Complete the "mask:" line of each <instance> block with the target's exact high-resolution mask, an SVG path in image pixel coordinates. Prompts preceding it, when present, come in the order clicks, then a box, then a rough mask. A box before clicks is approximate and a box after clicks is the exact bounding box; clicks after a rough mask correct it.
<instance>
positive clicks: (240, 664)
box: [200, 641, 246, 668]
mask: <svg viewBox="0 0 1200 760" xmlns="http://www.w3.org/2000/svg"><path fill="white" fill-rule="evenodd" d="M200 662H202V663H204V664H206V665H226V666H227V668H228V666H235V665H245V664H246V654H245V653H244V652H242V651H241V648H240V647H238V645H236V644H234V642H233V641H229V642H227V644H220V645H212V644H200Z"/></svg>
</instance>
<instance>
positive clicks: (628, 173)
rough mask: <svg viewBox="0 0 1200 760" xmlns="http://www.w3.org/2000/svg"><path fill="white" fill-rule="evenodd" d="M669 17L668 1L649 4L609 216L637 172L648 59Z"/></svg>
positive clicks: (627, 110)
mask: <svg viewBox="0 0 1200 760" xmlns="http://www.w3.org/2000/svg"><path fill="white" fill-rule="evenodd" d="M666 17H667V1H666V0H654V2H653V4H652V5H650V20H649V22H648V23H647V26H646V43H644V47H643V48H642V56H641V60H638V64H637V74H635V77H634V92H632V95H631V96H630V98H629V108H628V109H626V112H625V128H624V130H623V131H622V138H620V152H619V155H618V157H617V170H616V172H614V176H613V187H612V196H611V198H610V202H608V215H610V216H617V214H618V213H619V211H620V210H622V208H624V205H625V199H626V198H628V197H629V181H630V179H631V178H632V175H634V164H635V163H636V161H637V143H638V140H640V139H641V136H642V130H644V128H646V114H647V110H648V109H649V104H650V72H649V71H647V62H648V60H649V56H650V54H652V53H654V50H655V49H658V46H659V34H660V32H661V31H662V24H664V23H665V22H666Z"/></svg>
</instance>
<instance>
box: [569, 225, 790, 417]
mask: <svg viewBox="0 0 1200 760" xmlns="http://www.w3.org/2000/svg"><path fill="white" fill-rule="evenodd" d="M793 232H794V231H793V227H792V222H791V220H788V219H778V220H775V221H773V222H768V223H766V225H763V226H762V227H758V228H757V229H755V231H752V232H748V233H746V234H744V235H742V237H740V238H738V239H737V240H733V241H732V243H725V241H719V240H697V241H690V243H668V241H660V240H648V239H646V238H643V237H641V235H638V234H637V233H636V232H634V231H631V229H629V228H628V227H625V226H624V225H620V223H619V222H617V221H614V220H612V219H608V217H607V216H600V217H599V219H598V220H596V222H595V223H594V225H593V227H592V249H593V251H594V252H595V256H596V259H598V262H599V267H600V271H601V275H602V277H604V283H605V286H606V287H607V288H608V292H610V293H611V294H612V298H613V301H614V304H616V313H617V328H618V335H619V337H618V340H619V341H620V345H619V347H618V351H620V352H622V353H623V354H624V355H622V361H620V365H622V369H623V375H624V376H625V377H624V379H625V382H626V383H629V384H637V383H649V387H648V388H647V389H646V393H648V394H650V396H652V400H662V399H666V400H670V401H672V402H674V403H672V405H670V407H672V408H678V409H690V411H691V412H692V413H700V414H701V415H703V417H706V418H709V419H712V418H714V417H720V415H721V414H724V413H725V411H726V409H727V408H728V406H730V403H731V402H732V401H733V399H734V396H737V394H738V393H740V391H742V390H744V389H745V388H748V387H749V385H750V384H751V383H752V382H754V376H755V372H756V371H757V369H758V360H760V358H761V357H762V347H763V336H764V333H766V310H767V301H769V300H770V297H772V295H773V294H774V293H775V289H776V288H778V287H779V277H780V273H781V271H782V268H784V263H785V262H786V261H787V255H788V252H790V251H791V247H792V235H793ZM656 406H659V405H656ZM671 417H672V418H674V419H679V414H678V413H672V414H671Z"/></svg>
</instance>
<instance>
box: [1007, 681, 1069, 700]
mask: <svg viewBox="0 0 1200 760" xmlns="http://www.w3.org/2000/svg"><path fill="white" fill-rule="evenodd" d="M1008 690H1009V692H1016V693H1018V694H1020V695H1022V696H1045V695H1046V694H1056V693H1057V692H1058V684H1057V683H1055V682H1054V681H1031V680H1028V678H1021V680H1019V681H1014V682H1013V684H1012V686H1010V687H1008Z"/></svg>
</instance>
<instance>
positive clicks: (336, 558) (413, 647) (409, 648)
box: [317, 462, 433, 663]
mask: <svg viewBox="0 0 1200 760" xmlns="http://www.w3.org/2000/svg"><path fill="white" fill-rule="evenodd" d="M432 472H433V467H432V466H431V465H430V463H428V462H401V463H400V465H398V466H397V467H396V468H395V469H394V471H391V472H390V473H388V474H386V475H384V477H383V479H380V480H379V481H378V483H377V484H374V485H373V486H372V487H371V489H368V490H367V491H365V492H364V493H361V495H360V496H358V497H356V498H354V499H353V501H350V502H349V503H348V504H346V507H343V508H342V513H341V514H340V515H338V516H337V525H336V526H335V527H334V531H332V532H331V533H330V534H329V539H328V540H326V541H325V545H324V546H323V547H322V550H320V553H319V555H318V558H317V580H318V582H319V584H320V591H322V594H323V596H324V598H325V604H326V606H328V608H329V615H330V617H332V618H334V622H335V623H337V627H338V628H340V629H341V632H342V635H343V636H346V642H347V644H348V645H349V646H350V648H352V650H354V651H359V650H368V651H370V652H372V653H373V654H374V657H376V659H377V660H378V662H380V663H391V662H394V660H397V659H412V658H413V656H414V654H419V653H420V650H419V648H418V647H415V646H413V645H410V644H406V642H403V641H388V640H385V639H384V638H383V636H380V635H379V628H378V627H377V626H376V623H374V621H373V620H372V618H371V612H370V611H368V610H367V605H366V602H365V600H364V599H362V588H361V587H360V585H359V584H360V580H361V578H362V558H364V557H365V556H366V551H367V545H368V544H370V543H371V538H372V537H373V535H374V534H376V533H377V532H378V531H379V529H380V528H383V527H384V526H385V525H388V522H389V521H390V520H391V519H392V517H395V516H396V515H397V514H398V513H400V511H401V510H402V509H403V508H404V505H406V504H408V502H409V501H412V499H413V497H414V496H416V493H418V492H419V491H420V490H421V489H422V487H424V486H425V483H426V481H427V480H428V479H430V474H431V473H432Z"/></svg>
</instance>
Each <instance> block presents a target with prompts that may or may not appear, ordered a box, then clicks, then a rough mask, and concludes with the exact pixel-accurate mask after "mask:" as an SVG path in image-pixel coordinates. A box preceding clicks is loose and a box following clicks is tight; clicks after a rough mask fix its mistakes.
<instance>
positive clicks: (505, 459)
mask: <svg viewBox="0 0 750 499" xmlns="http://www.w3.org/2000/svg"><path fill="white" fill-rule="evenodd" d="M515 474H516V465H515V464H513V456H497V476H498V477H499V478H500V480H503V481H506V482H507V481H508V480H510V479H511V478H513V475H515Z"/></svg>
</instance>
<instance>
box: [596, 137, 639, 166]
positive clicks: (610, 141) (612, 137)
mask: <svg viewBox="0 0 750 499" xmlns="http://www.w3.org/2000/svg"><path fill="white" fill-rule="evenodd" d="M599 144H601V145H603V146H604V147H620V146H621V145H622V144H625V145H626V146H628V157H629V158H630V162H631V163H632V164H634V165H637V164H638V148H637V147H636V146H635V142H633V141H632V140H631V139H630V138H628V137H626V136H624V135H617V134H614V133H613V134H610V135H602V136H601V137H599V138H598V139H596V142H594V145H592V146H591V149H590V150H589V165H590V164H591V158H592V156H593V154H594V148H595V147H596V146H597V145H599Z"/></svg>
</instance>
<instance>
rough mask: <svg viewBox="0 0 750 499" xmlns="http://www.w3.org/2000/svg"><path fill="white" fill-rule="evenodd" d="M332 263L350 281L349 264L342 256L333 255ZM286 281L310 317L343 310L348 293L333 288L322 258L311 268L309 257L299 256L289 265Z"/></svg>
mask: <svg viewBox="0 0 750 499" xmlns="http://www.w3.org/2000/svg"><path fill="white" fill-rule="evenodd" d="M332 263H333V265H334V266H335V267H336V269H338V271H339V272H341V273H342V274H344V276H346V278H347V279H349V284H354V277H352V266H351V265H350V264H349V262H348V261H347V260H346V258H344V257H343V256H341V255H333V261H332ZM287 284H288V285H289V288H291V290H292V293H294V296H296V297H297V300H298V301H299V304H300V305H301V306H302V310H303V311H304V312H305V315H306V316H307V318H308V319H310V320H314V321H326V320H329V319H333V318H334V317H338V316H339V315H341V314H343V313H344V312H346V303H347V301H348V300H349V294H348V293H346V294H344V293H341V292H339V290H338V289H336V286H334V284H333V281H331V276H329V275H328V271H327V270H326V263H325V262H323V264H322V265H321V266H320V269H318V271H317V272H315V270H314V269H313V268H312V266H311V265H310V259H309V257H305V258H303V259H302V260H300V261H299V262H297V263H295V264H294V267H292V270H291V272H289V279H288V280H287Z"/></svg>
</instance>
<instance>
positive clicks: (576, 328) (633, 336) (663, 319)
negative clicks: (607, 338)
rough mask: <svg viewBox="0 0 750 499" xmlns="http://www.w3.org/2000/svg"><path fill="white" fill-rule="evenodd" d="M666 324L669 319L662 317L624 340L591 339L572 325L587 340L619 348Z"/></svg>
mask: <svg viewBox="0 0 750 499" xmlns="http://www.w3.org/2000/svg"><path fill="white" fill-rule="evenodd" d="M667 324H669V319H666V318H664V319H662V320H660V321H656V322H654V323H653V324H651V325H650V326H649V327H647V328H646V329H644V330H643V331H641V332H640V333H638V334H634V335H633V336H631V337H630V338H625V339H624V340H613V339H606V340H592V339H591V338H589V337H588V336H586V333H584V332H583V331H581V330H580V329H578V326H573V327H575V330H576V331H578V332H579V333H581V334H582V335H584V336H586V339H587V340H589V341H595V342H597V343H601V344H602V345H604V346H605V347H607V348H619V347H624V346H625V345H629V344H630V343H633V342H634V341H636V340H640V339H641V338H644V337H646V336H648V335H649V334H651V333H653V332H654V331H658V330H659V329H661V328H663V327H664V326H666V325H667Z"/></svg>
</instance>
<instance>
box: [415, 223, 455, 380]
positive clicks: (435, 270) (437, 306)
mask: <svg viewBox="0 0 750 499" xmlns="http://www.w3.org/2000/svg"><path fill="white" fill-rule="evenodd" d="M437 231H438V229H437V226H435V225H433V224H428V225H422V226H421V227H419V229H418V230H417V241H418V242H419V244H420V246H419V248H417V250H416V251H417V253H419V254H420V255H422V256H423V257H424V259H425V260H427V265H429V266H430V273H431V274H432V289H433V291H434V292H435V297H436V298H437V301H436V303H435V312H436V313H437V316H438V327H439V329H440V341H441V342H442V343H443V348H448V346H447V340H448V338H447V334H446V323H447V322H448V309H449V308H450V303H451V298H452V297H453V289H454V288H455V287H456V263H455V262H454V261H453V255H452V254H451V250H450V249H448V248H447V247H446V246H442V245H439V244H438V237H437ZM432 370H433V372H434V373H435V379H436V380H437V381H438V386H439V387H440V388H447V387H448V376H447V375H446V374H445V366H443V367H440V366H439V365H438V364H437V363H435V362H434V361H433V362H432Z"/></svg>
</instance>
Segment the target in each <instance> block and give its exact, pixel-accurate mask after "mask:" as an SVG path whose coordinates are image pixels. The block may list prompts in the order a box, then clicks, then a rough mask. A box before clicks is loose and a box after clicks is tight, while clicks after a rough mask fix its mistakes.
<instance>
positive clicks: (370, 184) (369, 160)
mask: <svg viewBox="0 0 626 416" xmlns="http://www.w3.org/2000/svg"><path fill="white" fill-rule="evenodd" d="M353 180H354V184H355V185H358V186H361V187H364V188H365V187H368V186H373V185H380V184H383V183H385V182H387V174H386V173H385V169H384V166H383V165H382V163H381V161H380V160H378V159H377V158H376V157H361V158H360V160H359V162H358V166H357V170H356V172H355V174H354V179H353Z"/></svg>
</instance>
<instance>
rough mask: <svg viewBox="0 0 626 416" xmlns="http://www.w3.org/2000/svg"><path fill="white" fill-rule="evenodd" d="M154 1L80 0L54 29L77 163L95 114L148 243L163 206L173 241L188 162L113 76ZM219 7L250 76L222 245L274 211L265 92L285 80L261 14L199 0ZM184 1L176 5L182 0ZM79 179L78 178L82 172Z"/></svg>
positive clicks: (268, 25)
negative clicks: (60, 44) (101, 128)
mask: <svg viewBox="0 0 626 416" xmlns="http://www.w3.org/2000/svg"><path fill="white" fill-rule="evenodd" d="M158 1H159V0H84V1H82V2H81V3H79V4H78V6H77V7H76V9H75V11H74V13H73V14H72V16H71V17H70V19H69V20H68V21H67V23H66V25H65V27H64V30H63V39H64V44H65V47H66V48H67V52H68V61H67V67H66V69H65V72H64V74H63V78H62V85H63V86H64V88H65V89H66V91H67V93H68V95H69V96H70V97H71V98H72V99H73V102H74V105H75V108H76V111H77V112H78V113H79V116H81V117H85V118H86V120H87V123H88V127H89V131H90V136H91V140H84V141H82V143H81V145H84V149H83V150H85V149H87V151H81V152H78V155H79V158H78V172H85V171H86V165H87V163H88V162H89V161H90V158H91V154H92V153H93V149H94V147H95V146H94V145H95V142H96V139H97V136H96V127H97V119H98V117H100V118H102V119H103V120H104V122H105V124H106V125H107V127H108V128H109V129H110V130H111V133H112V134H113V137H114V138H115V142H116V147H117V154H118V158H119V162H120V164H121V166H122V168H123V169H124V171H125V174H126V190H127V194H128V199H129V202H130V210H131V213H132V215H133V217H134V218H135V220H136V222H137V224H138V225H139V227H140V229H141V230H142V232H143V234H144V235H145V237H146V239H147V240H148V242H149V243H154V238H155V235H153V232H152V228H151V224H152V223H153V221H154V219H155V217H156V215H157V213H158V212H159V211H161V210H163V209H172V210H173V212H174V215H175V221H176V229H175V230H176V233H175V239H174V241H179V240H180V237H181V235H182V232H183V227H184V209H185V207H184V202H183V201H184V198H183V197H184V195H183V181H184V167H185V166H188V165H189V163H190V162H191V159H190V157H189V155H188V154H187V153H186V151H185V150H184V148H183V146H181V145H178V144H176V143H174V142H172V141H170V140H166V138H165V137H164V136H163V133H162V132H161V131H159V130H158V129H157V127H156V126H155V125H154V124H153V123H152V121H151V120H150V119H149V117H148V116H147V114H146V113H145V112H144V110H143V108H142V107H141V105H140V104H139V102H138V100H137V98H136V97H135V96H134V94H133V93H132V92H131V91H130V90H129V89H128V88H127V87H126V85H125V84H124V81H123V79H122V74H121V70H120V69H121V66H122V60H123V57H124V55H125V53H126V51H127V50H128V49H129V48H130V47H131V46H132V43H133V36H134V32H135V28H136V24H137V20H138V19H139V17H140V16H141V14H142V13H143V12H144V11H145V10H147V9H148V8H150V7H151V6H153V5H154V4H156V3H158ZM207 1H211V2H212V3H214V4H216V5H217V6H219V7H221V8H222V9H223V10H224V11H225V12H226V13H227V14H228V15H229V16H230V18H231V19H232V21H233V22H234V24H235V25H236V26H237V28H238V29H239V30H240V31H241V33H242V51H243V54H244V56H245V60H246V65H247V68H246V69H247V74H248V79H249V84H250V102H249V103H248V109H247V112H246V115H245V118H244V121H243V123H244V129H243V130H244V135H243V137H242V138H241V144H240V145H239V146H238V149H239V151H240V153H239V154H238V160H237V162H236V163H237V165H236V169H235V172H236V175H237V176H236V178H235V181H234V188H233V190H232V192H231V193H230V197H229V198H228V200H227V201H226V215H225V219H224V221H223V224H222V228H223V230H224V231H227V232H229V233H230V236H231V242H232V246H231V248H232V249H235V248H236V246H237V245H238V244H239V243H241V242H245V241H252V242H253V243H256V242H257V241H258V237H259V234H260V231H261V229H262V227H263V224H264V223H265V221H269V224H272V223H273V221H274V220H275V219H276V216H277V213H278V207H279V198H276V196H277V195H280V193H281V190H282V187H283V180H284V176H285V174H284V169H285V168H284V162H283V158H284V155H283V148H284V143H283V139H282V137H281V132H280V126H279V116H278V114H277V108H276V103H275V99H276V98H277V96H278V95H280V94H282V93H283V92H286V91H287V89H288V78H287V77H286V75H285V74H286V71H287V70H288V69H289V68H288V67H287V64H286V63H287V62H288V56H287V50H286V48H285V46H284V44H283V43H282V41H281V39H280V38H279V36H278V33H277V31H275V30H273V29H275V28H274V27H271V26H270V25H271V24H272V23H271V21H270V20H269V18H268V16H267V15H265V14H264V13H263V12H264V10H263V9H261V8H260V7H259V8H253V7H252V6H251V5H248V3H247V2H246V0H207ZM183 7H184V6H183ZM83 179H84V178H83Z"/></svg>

### WORK TASK:
Write out exactly, please, the lines beginning at the start of the material and ending with the line that holds "positive clicks: (628, 173)", both included.

### RESULT BELOW:
Complete the "mask:" line of each <instance> block with the target's exact high-resolution mask, an SVG path in image pixel coordinates. Prompts preceding it, when present, come in the order clicks, then a box, then a rough mask. A box before clicks is approximate and a box after clicks is the exact bounding box; clicks after a rough mask correct it.
<instance>
positive clicks: (240, 664)
box: [200, 641, 246, 668]
mask: <svg viewBox="0 0 1200 760" xmlns="http://www.w3.org/2000/svg"><path fill="white" fill-rule="evenodd" d="M200 662H202V663H204V664H206V665H226V666H227V668H228V666H235V665H245V664H246V654H245V653H244V652H242V651H241V648H240V647H238V645H236V644H234V642H233V641H229V642H227V644H220V645H212V644H200Z"/></svg>
</instance>
<instance>
positive clicks: (628, 173)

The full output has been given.